» Short task: Present all of the lines below as a numbered list, leaving out any blank lines.

** Start **

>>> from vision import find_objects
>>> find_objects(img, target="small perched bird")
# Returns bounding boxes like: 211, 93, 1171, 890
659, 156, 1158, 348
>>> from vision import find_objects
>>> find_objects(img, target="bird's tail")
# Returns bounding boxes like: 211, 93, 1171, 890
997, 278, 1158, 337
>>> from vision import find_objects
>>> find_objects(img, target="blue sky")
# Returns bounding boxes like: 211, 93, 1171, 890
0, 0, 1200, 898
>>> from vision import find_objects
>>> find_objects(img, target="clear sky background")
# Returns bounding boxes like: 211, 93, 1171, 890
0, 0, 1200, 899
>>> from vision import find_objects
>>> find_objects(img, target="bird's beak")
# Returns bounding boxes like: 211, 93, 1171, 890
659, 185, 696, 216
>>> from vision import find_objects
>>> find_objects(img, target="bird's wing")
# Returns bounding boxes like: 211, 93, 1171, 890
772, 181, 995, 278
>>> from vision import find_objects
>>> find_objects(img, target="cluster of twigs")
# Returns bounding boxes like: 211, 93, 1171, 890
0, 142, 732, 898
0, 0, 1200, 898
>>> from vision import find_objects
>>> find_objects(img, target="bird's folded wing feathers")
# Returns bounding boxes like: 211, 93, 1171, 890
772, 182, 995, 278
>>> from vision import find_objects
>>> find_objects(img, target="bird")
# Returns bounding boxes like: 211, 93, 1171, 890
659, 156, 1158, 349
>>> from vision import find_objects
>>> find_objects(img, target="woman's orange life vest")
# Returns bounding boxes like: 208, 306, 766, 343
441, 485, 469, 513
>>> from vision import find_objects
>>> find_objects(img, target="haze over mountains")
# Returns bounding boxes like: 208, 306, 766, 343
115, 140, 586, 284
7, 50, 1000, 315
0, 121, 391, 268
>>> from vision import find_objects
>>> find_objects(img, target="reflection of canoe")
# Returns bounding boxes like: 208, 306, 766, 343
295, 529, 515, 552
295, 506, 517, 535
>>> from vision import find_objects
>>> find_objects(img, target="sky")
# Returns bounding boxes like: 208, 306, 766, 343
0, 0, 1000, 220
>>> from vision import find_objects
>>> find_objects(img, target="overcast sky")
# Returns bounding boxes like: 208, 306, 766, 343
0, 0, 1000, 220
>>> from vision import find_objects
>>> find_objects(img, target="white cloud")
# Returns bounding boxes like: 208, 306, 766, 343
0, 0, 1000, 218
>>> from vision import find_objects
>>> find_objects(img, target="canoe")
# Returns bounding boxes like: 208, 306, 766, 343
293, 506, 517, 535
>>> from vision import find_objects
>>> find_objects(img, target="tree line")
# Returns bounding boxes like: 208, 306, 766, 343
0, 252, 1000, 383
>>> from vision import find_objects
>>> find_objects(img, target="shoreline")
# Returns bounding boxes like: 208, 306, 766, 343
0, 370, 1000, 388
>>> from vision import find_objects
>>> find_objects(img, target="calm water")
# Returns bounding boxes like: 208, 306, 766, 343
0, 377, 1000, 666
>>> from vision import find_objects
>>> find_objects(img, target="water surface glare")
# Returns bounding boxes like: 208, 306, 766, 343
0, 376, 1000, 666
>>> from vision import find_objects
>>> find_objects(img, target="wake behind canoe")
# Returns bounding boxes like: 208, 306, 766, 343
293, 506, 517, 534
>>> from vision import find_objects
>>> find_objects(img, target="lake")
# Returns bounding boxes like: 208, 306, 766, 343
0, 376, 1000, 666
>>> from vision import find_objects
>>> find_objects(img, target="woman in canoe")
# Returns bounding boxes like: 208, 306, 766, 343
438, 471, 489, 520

** End **

» Expected answer:
1. >>> from vision import find_objects
2. >>> find_objects(img, target="small perched bird")
3. # Returns bounding boxes like: 211, 93, 1171, 890
4. 659, 156, 1158, 348
5. >>> from vision import find_objects
6. >>> find_objects(img, target="bird's tail")
7. # Returns bounding boxes like: 211, 93, 1171, 890
8. 997, 278, 1158, 337
9. >>> from vision import find_objects
10. >>> find_objects(img, target="blue sky")
11. # Returns bounding boxes like: 211, 93, 1171, 890
12. 0, 0, 1200, 898
13. >>> from vision import find_objects
14. >>> find_objects(img, target="clear sky background")
15. # Returns bounding boxes like: 211, 93, 1171, 890
16. 0, 0, 1200, 899
17. >>> from vision import find_objects
18. >>> find_objects(img, target="bird's beak")
19. # Returns bounding boxes like: 211, 93, 1171, 890
20. 659, 185, 696, 216
21. >>> from vision import find_objects
22. >>> find_objects(img, target="bird's wing")
23. # Returns bounding boxes like: 211, 93, 1171, 890
24. 772, 181, 995, 278
25. >>> from vision import find_objects
26. >>> find_objects(img, target="cluster of twigs")
27. # Returns bounding boxes like: 211, 93, 1171, 890
28. 0, 142, 732, 898
29. 0, 0, 1200, 898
30. >>> from vision import find_objects
31. >>> find_objects(img, target="bird's folded wing feathers")
32. # Returns bounding boxes like: 211, 93, 1171, 890
33. 772, 182, 995, 278
34. >>> from vision import find_objects
35. >>> find_objects(img, target="bird")
36. # Returns bounding boxes like: 211, 93, 1171, 890
37. 659, 156, 1158, 349
38. >>> from vision import find_objects
39. >>> find_objects(img, target="woman's orange life vest")
40. # Returns bounding boxes like: 208, 306, 766, 343
41. 441, 485, 469, 513
42. >>> from vision import find_objects
43. >>> find_objects(img, target="haze over mountains")
44. # Returns bounding boxes like: 208, 306, 766, 343
45. 115, 140, 586, 284
46. 7, 50, 1000, 315
47. 0, 121, 391, 268
48. >>> from vision import find_objects
49. >>> find_objects(img, target="reflection of canoe")
50. # Returns bounding boxes like: 208, 306, 766, 343
51. 295, 529, 515, 552
52. 295, 506, 517, 535
53. >>> from vision import find_objects
54. >>> find_objects(img, target="sky")
55. # Returns bounding boxes like: 208, 306, 766, 343
56. 0, 0, 1000, 220
57. >>> from vision import find_objects
58. >>> find_objects(img, target="overcast sky")
59. # Returns bounding boxes like: 208, 306, 766, 343
60. 0, 0, 1000, 220
61. >>> from vision import find_objects
62. >>> find_objects(img, target="white cloud")
63. # Returns bounding boxes like: 208, 306, 766, 343
64. 0, 0, 1000, 218
65. >>> from vision import find_objects
66. >>> find_objects(img, target="canoe")
67. # Returns bounding boxes like: 208, 306, 766, 343
68. 293, 506, 517, 535
69. >>> from vision import find_objects
70. >>> find_objects(img, target="tree line")
71. # Returns bounding boxes like: 208, 306, 766, 343
72. 0, 252, 1000, 383
73. >>> from vision import find_objects
74. >>> find_objects(img, target="shoreline")
75. # Returns bounding boxes like: 208, 306, 766, 343
76. 0, 370, 1000, 388
77. >>> from vision import find_objects
78. >>> find_objects(img, target="calm water")
79. # Returns bounding boxes like: 208, 306, 766, 343
80. 0, 377, 1000, 666
81. >>> from vision import find_objects
82. >>> find_objects(img, target="water surface glare")
83. # Returns bounding boxes like: 208, 306, 766, 343
84. 0, 376, 1000, 666
85. >>> from vision import find_objects
86. >>> find_objects(img, target="wake behind canoe")
87. # Returns bounding boxes like: 208, 306, 766, 343
88. 293, 506, 517, 534
89. >>> from vision import find_objects
90. >>> find_objects(img, target="lake")
91. # Returns bounding boxes like: 208, 306, 766, 343
92. 0, 376, 1000, 666
93. >>> from vision import find_objects
94. >>> find_objects(img, target="woman in canoe")
95. # Returns bounding boxes like: 208, 306, 766, 343
96. 438, 471, 489, 520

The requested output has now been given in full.